(Spatial localization data)
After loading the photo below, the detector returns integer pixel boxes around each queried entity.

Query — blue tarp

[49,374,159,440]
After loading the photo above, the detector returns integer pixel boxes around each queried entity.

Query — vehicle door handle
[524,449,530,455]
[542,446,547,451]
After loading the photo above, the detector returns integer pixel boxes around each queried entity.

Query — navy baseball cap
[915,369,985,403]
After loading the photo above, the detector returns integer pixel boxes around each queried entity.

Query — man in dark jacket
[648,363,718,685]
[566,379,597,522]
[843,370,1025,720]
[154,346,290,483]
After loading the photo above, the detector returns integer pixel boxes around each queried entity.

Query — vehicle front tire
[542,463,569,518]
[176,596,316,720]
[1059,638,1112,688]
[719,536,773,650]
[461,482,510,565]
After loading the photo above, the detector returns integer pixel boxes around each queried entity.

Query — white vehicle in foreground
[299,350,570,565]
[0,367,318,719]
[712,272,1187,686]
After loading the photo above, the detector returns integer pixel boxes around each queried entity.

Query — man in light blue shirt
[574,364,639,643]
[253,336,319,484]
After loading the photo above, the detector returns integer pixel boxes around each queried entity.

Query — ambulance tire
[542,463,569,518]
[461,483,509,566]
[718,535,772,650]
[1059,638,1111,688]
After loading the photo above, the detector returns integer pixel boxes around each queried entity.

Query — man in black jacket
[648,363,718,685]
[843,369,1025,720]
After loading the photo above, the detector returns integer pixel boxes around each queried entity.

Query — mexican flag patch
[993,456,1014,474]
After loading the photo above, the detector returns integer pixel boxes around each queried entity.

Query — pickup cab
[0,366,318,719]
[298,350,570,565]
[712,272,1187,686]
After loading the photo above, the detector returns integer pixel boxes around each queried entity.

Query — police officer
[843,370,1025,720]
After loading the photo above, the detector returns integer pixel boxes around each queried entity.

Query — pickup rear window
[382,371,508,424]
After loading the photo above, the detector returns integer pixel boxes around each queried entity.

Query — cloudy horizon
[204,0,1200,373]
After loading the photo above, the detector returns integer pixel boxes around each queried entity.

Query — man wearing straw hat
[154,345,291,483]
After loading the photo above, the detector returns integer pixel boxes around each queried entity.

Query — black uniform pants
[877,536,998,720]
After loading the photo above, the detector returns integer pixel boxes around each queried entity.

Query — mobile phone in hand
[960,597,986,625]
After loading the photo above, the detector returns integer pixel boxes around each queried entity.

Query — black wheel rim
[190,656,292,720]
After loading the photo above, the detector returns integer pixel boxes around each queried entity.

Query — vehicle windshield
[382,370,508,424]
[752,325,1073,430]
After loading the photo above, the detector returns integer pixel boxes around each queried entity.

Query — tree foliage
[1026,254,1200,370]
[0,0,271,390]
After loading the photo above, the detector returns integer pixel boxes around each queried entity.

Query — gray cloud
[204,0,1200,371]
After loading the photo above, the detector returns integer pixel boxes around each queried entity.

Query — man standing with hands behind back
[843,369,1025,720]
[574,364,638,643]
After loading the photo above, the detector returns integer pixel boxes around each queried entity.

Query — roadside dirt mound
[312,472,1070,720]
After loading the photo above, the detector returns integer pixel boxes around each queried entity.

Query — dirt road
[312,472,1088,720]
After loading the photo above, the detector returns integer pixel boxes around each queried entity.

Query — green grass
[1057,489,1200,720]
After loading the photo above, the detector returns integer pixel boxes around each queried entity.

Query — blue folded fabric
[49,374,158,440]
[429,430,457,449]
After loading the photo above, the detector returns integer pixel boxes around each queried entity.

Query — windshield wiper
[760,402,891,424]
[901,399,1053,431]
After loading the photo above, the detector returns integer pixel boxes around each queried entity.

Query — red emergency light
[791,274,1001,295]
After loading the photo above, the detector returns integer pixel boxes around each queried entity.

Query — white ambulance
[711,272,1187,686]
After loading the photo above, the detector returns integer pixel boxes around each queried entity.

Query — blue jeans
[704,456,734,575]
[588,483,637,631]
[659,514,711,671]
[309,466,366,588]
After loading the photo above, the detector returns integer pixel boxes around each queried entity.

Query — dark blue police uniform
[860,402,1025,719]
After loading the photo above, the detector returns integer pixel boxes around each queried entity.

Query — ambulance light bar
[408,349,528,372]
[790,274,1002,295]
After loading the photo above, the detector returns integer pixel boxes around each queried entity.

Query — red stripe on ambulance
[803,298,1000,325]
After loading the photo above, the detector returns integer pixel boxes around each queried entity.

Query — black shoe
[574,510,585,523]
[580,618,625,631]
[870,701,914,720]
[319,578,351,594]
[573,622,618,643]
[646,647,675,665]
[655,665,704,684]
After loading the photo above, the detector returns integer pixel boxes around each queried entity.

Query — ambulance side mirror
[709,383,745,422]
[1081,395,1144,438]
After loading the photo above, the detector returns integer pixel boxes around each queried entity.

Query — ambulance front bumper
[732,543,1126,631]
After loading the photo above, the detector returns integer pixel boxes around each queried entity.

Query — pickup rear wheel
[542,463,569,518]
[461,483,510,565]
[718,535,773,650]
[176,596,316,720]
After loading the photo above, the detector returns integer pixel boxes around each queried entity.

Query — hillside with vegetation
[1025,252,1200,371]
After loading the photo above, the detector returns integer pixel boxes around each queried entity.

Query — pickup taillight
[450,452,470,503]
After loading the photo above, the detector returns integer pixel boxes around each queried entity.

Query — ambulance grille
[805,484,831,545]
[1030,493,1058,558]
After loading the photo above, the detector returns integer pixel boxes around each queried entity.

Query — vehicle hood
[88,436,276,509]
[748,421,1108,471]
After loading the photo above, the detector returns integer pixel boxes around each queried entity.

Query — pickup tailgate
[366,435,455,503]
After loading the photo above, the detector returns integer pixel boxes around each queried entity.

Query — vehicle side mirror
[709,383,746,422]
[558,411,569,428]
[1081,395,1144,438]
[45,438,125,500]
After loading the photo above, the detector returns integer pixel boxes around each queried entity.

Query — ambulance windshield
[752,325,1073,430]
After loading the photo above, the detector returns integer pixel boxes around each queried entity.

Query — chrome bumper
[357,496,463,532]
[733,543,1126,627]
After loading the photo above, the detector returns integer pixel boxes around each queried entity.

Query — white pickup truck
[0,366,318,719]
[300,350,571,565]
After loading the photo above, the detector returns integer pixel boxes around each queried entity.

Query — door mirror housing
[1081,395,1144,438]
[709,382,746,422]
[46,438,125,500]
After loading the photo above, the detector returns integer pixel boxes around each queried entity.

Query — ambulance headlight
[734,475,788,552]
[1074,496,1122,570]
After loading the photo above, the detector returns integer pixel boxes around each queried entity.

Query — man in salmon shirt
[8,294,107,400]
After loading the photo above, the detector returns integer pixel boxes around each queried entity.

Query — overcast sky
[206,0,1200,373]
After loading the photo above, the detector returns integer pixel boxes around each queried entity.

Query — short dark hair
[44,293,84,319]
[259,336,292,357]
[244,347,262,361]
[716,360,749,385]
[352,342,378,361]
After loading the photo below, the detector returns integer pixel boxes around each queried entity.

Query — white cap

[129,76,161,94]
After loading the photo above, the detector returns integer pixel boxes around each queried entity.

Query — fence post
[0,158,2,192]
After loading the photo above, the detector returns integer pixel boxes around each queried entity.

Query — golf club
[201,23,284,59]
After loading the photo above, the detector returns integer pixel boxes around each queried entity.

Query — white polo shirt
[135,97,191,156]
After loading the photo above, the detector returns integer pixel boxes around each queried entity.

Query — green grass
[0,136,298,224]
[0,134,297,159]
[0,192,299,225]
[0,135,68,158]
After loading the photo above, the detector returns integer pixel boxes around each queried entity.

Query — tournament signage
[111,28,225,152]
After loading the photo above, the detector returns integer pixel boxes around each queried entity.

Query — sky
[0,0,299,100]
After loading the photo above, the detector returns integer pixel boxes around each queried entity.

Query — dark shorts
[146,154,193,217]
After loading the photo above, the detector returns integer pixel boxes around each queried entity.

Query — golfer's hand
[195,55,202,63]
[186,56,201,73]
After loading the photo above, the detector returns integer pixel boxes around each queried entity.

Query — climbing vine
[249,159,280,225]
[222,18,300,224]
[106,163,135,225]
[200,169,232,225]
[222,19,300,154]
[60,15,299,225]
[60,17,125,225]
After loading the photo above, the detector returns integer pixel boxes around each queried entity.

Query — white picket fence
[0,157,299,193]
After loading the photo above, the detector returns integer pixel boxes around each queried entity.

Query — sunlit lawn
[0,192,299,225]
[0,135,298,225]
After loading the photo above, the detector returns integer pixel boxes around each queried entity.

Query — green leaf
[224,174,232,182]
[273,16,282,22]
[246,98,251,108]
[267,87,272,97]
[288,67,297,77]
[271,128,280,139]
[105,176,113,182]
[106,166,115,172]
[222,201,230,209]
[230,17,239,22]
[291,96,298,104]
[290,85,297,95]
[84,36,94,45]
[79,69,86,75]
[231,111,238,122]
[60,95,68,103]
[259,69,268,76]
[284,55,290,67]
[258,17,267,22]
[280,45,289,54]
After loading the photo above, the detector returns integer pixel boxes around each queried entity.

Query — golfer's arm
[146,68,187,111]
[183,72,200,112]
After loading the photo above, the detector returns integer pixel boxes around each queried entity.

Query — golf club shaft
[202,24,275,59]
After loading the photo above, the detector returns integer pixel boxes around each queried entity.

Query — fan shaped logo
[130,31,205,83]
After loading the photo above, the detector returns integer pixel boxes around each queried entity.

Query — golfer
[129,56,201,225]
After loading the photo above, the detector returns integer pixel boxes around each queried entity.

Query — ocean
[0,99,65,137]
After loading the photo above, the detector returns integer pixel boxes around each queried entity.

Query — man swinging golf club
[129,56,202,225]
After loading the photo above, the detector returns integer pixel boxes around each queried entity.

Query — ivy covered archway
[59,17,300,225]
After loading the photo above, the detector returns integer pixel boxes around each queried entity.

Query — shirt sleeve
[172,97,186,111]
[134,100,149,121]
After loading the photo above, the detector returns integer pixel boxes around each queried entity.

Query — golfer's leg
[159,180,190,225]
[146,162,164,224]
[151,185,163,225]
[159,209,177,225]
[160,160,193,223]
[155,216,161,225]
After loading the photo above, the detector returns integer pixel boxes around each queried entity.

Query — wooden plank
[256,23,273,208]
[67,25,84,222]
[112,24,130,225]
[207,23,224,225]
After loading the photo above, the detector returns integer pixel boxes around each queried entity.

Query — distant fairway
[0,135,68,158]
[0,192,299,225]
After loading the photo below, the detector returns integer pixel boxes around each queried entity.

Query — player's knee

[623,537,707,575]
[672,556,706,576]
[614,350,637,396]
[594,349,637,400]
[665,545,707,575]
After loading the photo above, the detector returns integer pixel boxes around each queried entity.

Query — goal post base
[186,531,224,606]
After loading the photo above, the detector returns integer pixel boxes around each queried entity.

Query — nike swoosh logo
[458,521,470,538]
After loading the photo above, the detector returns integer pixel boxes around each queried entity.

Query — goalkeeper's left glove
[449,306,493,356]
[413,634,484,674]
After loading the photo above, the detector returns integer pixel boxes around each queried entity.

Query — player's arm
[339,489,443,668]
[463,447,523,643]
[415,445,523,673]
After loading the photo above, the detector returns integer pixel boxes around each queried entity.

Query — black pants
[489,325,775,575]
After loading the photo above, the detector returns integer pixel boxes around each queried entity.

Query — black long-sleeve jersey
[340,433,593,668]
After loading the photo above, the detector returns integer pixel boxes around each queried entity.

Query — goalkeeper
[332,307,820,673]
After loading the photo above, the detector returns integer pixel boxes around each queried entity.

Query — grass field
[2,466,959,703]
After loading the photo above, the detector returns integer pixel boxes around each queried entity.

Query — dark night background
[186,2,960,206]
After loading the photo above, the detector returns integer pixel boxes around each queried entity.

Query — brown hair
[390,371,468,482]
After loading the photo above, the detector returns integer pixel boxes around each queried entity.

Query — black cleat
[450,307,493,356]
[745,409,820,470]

**What you will do**
Only the stretch of lines that begins with the one holding "Query — grass field" and ends with the last line above belongs in the answer; please write it out exactly.

**Reply**
Query — grass field
[2,466,959,703]
After loading the photo above, the detector returns integer pixel boxes around each queried entity.

Query — dark night background
[186,2,960,206]
After loading the photo above, the detector returns integer pixel boxes around each queried entity.

Query — brown hair
[390,371,468,482]
After loading the photo above, the detector returns integer pixel boxes around each queried entity.

Query — black cleat
[450,307,493,356]
[745,409,820,470]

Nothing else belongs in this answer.